◆ Aim ◆
Write out the listing below exactly, and omit any images you find in it.

◆ Records provided ◆
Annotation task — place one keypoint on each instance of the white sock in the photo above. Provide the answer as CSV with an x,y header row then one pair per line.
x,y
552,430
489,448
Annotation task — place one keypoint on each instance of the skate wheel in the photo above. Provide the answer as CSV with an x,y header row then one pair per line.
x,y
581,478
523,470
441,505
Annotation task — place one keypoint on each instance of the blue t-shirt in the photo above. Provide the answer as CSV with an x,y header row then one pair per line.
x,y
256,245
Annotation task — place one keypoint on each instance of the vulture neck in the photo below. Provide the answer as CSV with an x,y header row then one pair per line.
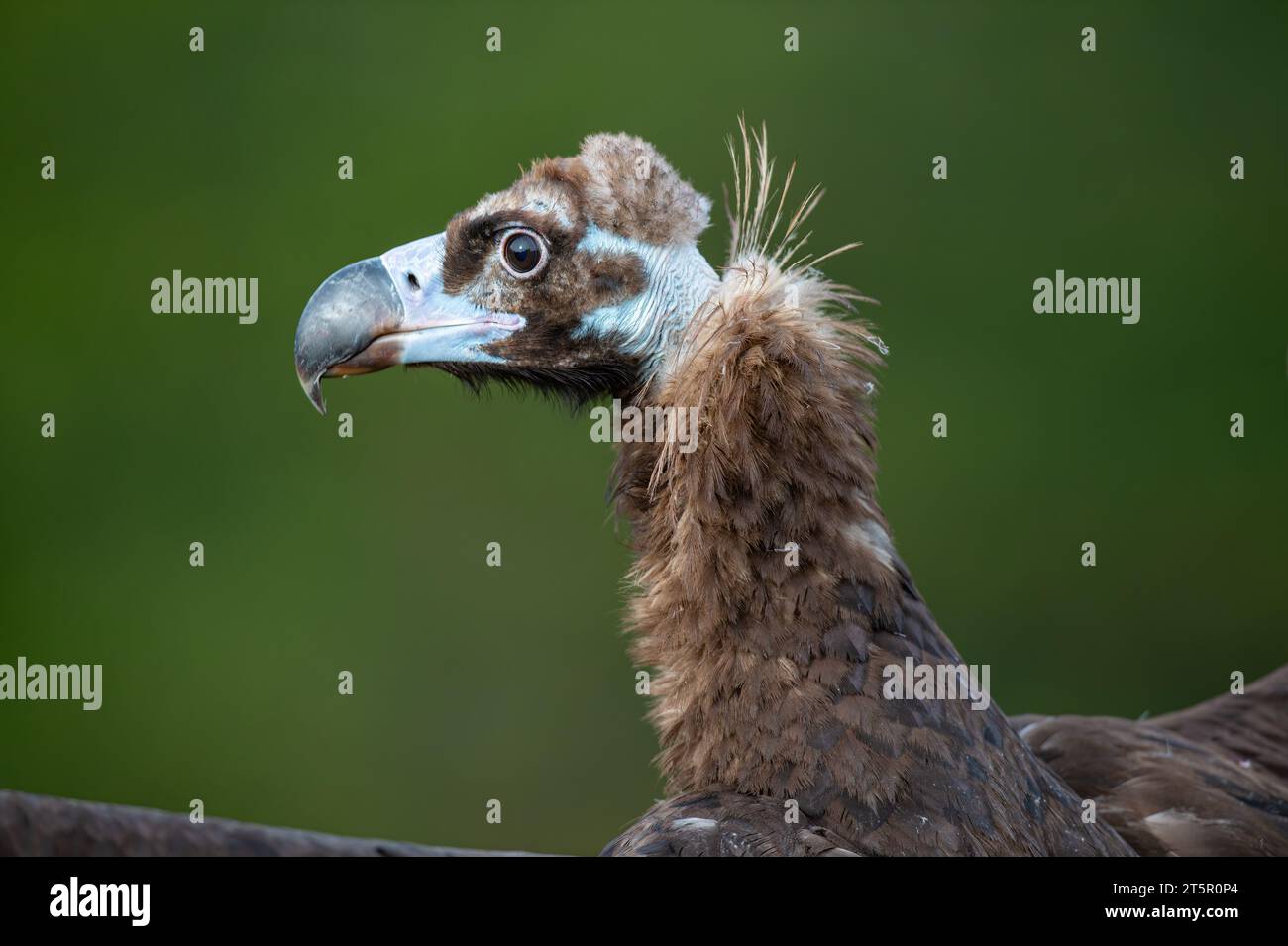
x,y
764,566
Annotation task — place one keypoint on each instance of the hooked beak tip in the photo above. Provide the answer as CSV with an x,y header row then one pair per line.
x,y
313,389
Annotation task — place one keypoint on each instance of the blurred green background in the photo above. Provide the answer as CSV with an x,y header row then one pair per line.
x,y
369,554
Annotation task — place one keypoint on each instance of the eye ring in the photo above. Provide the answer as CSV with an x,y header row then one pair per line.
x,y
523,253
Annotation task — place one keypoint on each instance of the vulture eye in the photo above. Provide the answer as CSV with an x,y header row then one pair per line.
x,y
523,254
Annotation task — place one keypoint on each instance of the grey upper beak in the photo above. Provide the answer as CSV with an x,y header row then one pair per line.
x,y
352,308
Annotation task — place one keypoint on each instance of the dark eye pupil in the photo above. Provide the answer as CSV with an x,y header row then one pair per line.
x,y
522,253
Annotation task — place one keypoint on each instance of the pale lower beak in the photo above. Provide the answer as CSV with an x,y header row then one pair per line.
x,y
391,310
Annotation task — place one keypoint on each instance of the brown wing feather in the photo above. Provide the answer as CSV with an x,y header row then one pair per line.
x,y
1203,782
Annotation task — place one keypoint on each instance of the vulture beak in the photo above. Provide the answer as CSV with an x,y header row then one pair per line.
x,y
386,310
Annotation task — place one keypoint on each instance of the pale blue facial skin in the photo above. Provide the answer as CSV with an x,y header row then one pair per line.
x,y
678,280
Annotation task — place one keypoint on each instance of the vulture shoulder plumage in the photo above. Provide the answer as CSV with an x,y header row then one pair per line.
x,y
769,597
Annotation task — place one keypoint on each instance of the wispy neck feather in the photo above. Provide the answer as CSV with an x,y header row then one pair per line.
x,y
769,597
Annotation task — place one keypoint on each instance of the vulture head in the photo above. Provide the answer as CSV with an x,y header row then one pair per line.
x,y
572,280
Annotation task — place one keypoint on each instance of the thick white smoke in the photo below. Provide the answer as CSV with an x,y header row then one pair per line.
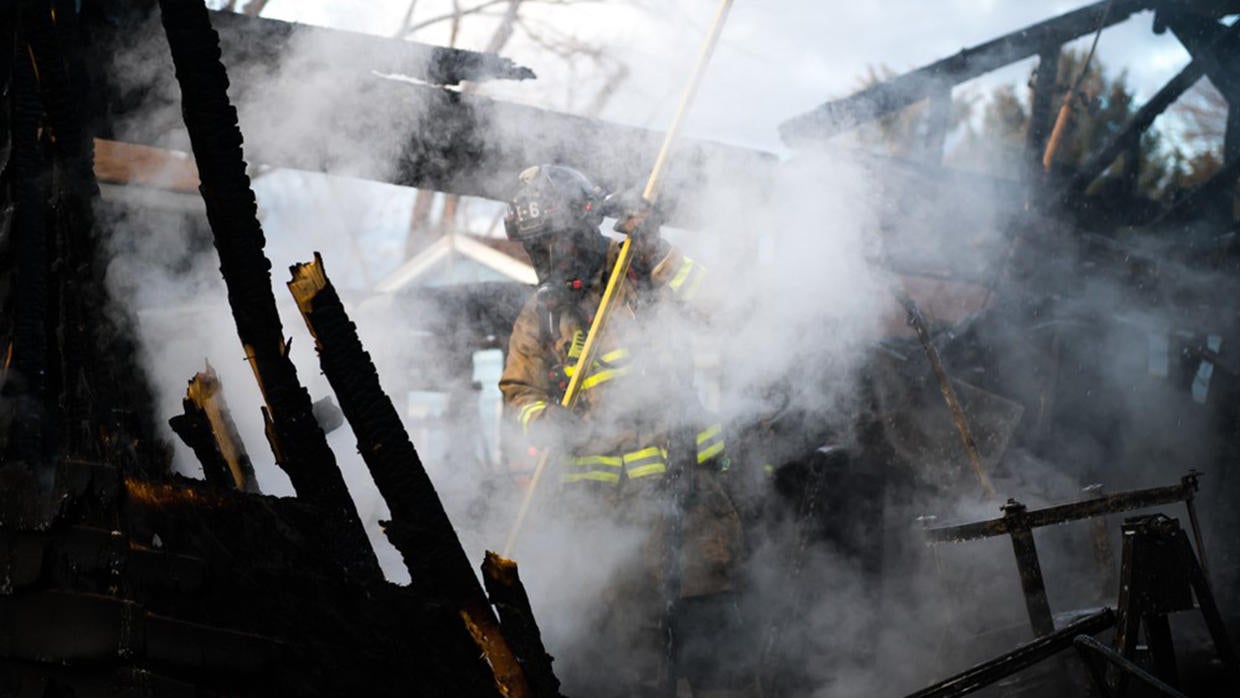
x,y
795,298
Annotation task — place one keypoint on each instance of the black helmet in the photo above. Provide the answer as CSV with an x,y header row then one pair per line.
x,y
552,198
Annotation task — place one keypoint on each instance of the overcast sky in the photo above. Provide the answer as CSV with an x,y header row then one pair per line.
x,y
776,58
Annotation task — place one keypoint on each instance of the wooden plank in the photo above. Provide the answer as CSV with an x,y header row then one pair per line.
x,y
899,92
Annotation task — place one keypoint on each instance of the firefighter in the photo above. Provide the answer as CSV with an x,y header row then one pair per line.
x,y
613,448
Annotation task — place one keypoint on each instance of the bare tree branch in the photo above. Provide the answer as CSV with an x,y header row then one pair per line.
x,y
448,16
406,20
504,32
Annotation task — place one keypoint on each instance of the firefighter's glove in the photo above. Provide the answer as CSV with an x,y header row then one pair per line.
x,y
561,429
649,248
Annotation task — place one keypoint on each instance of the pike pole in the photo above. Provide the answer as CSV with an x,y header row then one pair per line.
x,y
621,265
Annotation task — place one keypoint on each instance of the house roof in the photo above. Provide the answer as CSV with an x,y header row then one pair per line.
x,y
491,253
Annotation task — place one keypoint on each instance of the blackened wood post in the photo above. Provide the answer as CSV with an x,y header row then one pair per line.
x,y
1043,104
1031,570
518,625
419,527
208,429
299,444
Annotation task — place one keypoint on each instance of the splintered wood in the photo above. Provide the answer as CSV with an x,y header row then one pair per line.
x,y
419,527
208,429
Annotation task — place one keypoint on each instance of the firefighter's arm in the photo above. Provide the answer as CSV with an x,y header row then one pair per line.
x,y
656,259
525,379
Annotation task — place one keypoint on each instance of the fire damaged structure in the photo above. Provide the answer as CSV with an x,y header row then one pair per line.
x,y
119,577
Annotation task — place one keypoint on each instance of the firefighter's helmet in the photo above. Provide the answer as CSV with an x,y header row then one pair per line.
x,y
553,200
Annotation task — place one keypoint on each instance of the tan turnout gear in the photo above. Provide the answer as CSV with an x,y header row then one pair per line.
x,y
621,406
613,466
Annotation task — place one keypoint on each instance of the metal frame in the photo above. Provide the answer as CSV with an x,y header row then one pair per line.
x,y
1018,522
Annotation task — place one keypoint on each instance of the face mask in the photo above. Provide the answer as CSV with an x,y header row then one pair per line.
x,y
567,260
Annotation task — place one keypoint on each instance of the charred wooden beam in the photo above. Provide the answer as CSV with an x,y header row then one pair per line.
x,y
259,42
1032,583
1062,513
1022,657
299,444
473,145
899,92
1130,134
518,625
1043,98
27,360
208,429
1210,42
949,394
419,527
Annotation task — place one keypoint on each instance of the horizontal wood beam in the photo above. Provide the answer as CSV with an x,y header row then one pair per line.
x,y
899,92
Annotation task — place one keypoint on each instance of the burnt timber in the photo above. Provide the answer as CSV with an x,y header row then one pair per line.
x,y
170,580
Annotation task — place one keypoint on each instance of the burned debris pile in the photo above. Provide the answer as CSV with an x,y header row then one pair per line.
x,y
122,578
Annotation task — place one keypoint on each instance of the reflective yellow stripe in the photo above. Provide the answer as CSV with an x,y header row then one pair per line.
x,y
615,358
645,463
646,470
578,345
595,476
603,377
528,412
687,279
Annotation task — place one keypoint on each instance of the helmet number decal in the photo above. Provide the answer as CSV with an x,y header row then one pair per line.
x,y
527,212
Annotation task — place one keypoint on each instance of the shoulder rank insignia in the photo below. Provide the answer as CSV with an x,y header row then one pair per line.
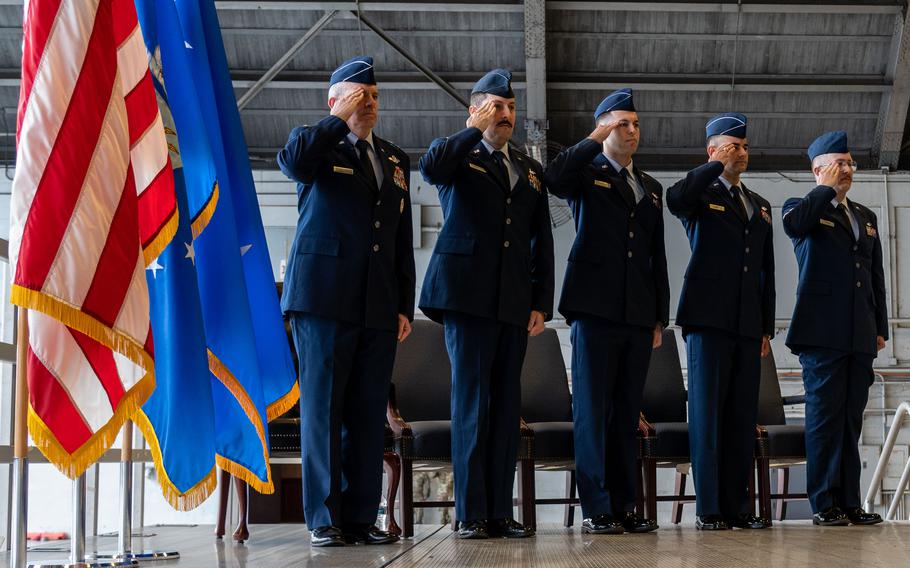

◆ Exercise result ◆
Annotation task — place one keypoint on each instance of the white sock in the photo above. Provide the answer as CSV with an x,y header row then one pair per line.
x,y
552,430
489,448
Annotation task — place one keypoint on each instance of the skate wheel in the photo above. Provide the answer as CSV with an x,y header row then one pair per line.
x,y
581,478
523,470
441,505
Annotation task — place one keypoint on each instance of the blue t-shirt in the photo above. Provide the answer as CSV with an x,y header row then one pair per line.
x,y
256,245
Annotation task — place one keypoint on each instance of the vulture neck in the photo below. Provide the answer as CSV with an x,y header row then one pair per line.
x,y
764,566
Annotation task — place one keypoint on each instance of the hooked beak tip in the photo above. Provide the answer as CSV with an x,y header row then one pair per line.
x,y
313,389
Annotation task — place one keypoint on each instance of the blurred green background in the photo above. Provide the answer as CSV with an x,y header row then one pair per line.
x,y
369,554
Annotation task — place one keypoint on each instance of the eye ring in the photo above. Provide the answer as CSV with an x,y header row then one pair per line.
x,y
523,253
Annotation task — place one keypoint on each instance of the vulture eye in the photo above. Provide the answer as CSV with an x,y header row then one pair per line.
x,y
523,254
Annotation task — place one keypoint on each instance of the grey upper beak in the photo above. Provide the answer as CSV with an x,y header row then one pair per line.
x,y
352,308
Annotation task — place one keypoint on each instance of the dark eye pupil in the photo above. Provide the answer as CSV with an x,y header row then one pair per line.
x,y
522,253
Annotation task — place one keypoint on each instance of the pale lower beak in the photo above. Provide the answer as CSV with an x,y header row then one pair per line.
x,y
391,310
Annotation task — place one keypoint on each instance of the brown wing feather in the photo above. Provide the answer as CSV with an x,y header row then one pair per line.
x,y
1203,782
Annotation task — place one keypoint on each instance of the vulture beak in the photo above. Provide the answer as CSV with an x,y header row then one pair per line.
x,y
386,310
Annotation task — place one keypoint on each instance of the pale blue facial skin in the photo above. Provide the answer as CSV with an x,y header row then one pair per line.
x,y
678,280
Annotation task — place one keypoint on each instance of the vulture shoulder plumage in the photo above. Provide the answer as CSV with an x,y header row then one pair per line.
x,y
769,597
Annotation task — place one keypoint on each instance of the wispy neck feather in the photo above. Provide the answer as CSV with an x,y header row then one pair per line.
x,y
769,597
Annotation task — place one keypoint on each instance of the vulture head in the photo above. Provide the answer as CSV with an x,y header row then one pair per line.
x,y
572,280
Annotation task — place one keypoint on each instance of the thick white smoke in the photo below. Provide the answer as CSV with an x,y header row then one pair per line.
x,y
795,298
Annotation task — place one keypoint on each instance of the black helmet in the photo above. Provide the answer as CSV with an x,y header row then one pair per line.
x,y
552,198
Annotation task — place one keypoint on each instance of the overcast sky in the photo above. Provide the answer as CSV with an x,y header row then one pair per line.
x,y
776,58
Annotation task — place one keypoint on each instance of the wooden plank in the photo above. Provide the answer as CSV with an x,y header row then one pair per line.
x,y
899,92
Annotation task — place one keypoint on each instance of the firefighter in the photo above. Provide the answer as CSV with an x,y header row then one pair per line.
x,y
613,448
Annotation task — place one keypoint on each instance of the bare tree branch in the photo above. Provide the answer as CSV with an x,y header row then one pair per line.
x,y
448,16
406,20
504,32
Annotation task — place one keypoint on each instance of the firefighter's glove in the photo above. Provide the answer as CSV with an x,y header row then one pair per line.
x,y
561,429
649,248
Annotation task — place one keypoint on each instance of the pike pole in the photo above. Provide the answer as CSV with an x,y header row then one pair per line.
x,y
621,265
Annotation task — place one keypoint on each instance of the house roof in the photo above. Provide the answer as CSV with an x,y header row then one pair per line.
x,y
491,253
Annotation task — place one keypoint on each instance of the blackened wood post in the photo above. Provide the answer as CSV with an x,y header row then one pair per line.
x,y
1043,104
1031,570
518,625
419,527
208,429
299,444
Annotation task — place one keypoint on each instance of the splintered wood in the photo above. Provide the answer as CSV with an x,y header row then one pair per line.
x,y
419,527
208,429
Annotation task — place one keypoint on each instance of the firefighter's arm in the photo above. Provide the answer as CSV with an x,y header row then one pair per line.
x,y
656,259
525,379
Annotation task — place one keypoint on each instance of the fire damaged structure in the photo above. Provide the answer as CSV with an x,y header row then one pair per line.
x,y
119,577
Annotation task — place one keypoint on each instance of the firefighter's helmet in the photo above. Provide the answer as CSV with an x,y header row then one pair per line.
x,y
553,200
Annotation task — place one keypoint on each instance of the tan turnout gear in the photo above. Provide the answer as CSV with an x,y header row then one pair per line.
x,y
621,406
613,466
Annotation task — place one keypoint on each instance of the metal frame in the photo above. Provide the answer as CSV with an x,y header row then one pair per line.
x,y
1018,522
Annotation task — place one keypoint on each instance of the face mask in the photo above. Provide the answer as CSV with an x,y header row then one pair per line.
x,y
567,260
Annotation task — place one keypoint on each instance of the charred wooden beam in the photo above. Provide the answer as CSV with an x,y header row then one pair per line.
x,y
259,42
1032,583
1062,513
1022,657
299,444
473,145
899,92
1130,134
518,625
1043,98
27,360
208,429
1210,42
949,394
419,527
Annotation task — place one keypoint on each instance of the horizontal wood beam in the photo above. Provide the answer as CSV with an x,y header row then one pair per line.
x,y
899,92
Annotation task — place one keypoint on each instance of the burnt timber in the photo above. Provide the answer as CSV with an x,y header row then one pair per line.
x,y
170,580
Annotation task — place one keypoint on each instance of the burned debris pile in the photo above. Provide the answer as CSV with an x,y header row then one pair per line.
x,y
122,578
Annotation task — place one keypoint on each instance of the reflective yellow stripe in the photo above. Provide the answer as CSV with an x,y header row then one pair per line.
x,y
615,358
645,463
646,470
578,345
595,476
603,377
528,412
687,279
Annotation task — place one keypoint on each instance of the helmet number decal in the photo above. Provide the answer as CSV with an x,y header row then one pair per line.
x,y
527,212
Annotation task — place one keypoint on each instance of the shoulder rank insignia in the photo below. Provide the answer as CSV with an x,y header row then one pair per line.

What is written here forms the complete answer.